> What to produce
Where a line of the material contains the string "window", copy that line.

[[ Provided material, beginning ]]

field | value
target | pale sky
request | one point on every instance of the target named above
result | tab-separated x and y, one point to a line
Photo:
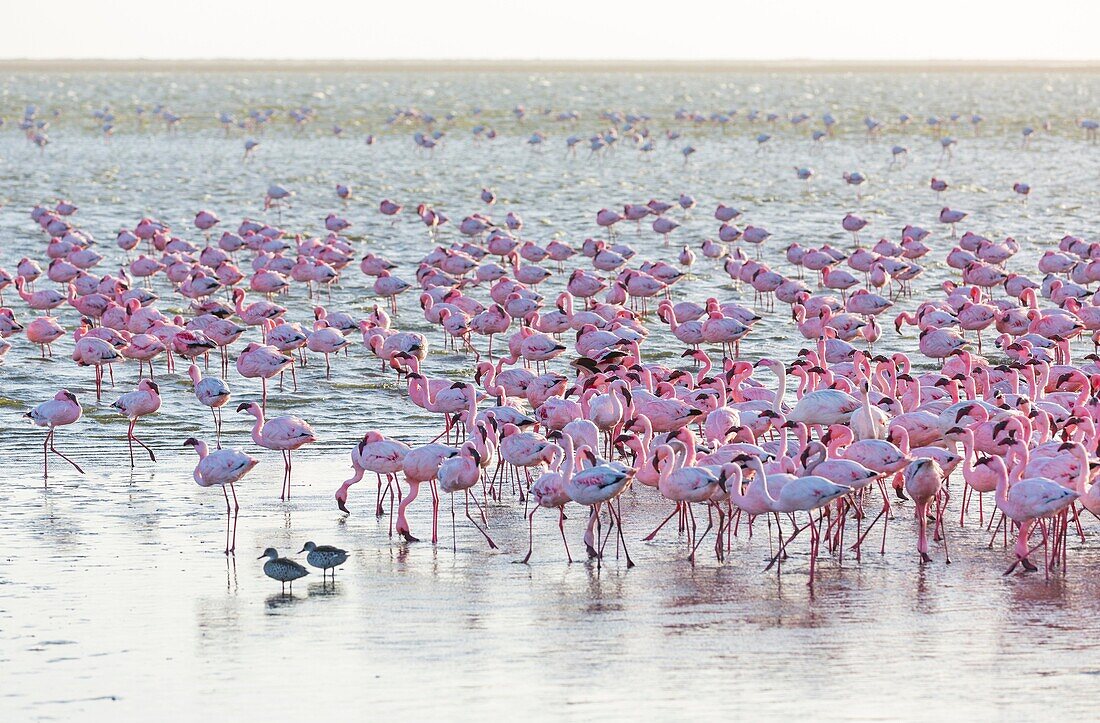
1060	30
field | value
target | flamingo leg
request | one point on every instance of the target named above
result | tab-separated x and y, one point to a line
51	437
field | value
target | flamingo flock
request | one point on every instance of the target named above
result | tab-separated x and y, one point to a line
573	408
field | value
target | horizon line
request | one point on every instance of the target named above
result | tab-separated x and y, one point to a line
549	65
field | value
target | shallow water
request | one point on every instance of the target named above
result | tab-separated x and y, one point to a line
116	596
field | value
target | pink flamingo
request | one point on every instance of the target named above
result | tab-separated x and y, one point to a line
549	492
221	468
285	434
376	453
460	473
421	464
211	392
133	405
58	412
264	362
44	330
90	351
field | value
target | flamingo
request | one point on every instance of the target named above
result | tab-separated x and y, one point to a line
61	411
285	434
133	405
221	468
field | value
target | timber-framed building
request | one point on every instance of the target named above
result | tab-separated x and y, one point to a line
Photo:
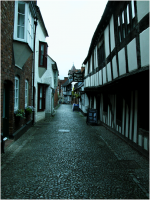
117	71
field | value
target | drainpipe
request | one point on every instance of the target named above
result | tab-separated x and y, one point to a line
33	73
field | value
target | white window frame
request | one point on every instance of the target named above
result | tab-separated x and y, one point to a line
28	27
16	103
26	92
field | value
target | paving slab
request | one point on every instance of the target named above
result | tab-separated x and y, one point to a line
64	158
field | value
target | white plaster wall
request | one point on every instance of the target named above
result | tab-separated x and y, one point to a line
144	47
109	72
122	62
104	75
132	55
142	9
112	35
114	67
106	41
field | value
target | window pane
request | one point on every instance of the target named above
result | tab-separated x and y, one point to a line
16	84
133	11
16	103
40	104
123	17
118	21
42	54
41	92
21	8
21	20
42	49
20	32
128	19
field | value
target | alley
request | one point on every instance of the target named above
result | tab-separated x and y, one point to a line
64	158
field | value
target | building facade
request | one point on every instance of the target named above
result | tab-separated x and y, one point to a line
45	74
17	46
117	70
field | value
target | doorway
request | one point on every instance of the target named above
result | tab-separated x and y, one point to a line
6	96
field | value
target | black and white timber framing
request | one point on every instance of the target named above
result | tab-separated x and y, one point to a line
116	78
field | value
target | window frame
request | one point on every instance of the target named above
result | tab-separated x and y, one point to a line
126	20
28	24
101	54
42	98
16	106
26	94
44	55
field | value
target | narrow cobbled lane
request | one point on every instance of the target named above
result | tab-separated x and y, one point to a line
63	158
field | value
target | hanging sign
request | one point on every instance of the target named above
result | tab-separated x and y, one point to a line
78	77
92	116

[[ Provided material, end ]]

> Task response
target | white window frame
target | window pane
target | window frame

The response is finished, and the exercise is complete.